**Given passage**
Wednesday, April 30, 2014

Pie Trees

Without a doubt, the celebrity shrub of our windbreaks is the Nanking cherry. This tough, bushy and fast-growing species is a long way from home—China, Japan and the Himalayas—but thrives with only occasional watering. Of course, it owes its star power to its blossoms and cherries (most of the fruit we eat here hails from kinder climates, many, many miles away).

We aren’t the only fans of the Nanking cherries. A solar charger powers four electric wires to keep the deer from feasting on the tender branches. And if the birds will share some of the cherries with me, maybe I can make a pie this year!

Nanking cherry (foreground) and golden currant

“…For the fruit of light is found in all that is good and right and true….” –EPHESIANS 5:9 (ESV)



Tuesday, April 29, 2014

Great Blue Reflection

Old Blue, our heron-in-residence, was kind enough to allow me to inch somewhat closer for a slightly better photo. I don’t consider myself or my little point-and-shoot camera a threat to his livelihood or reputation, but he evades me like I’m some member of the paparazzi trying to catch him in an unseemly pose. Or perhaps he suspects that I’m some undercover operative for Carp Unlimited or Crawdads Forever, gathering evidence against him. I wish I could explain to him that I’m just a fan!



“As water reflects the face, so one’s life reflects the heart.” –PROVERBS 27:19 (NIV)

**Extracted data**
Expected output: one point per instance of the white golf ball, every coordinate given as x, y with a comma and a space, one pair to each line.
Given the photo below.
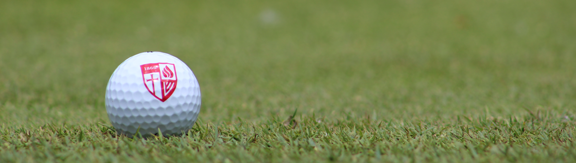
153, 91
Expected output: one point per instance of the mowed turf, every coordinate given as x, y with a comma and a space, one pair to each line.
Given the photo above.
372, 81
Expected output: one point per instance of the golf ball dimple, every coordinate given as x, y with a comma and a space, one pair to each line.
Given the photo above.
153, 91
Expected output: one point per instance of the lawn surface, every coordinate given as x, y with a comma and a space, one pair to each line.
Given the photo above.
372, 81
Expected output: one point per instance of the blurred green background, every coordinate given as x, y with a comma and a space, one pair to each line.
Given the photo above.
255, 60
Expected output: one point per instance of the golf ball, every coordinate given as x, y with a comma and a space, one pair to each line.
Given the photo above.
152, 91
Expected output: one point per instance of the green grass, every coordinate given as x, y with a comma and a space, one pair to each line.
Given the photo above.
381, 81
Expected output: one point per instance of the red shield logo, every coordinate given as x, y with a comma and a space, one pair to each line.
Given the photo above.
160, 79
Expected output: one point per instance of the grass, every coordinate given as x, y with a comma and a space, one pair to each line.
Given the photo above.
378, 81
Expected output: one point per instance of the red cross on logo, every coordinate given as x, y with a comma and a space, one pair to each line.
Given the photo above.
160, 79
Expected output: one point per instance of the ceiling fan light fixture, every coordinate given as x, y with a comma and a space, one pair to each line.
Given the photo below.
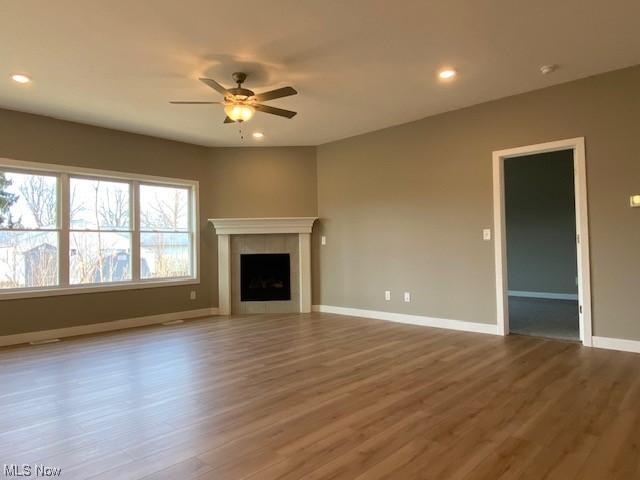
447, 74
239, 112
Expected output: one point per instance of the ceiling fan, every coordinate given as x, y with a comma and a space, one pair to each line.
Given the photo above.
240, 104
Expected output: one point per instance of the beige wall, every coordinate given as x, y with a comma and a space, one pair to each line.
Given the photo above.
229, 186
403, 208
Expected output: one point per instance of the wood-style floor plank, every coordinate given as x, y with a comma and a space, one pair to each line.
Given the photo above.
319, 396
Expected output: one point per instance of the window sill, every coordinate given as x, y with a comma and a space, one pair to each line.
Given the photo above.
84, 289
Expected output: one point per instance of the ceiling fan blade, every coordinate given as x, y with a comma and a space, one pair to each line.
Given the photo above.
215, 85
277, 93
275, 111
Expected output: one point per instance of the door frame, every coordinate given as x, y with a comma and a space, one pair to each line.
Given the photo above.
582, 230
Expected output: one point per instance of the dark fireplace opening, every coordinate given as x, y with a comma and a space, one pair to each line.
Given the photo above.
265, 277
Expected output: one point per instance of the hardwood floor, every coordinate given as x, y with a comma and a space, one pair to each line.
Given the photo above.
319, 397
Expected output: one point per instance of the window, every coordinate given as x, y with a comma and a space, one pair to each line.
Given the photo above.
29, 235
100, 231
165, 236
67, 229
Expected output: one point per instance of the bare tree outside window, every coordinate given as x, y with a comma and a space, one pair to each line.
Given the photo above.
28, 246
165, 238
100, 234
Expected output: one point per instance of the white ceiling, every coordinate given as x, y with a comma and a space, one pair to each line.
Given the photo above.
359, 65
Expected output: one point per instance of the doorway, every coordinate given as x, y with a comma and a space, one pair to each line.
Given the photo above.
541, 241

**Required actions**
1. Translate this sentence from the nature blog above into Spanish: "We aren’t the only fans of the Nanking cherries."
2. Copy the part of the nature blog from "Old Blue, our" up to and including "just a fan!".
3. Go on with the nature blog about the Nanking cherry and the heron, picking up right after its last line.

**Responses per task**
1. No somos los únicos admiradores de los cerezos de Nanking.

2.
Old Blue, our heron-in-residence, was kind enough to allow me to inch somewhat closer for a slightly better photo. I don’t consider myself or my little point-and-shoot camera a threat to his livelihood or reputation, but he evades me like I’m some member of the paparazzi trying to catch him in an unseemly pose. Or perhaps he suspects that I’m some undercover operative for Carp Unlimited or Crawdads Forever, gathering evidence against him. I wish I could explain to him that I’m just a fan!

3.
Monday, April 28, 2014

Cow-Cycling

Terms like “going green” and “sustainability” and even “recycling” are relatively new, but the concept has been around for millennia. Ever since the first domestic cow ate her first bite of green grass, “cow-cycling” has continued, without end.

If you've always lived far removed from cows and aren’t able to visualize the process, well, today is your lucky day!

Grass and alfalfa grow and are eaten by cows...

...Who digest the feed, converting it into energy, calves, milk, meat and...

 ...Manure, which is eventually composted and gathered by a farmer...

...Who spreads it on his fields, where bacteria, fungi, and worms further break it down...

...So nitrates, phosphorus, potassium and other elements nourish the pasture. And the cycle continues....
“Learn the unforced rhythms of grace.” –MATTHEW 11:29 (MSG)

Sunday, April 27, 2014

Help Wanted: Meteor-therapists

If spring was a person, it might have long since been medicated in order to manage its extreme and erratic mood swings. Or perhaps it would have been treated for dissociative identity disorder (aka multiple personality disorder). 

At any given moment, spring can be sweet and gentle, all showers and flowers. But spring is a notorious nonconformist. Given a few hours, it may revert to winter or sublimely slide into summer or even throw some tantrum-like tempest.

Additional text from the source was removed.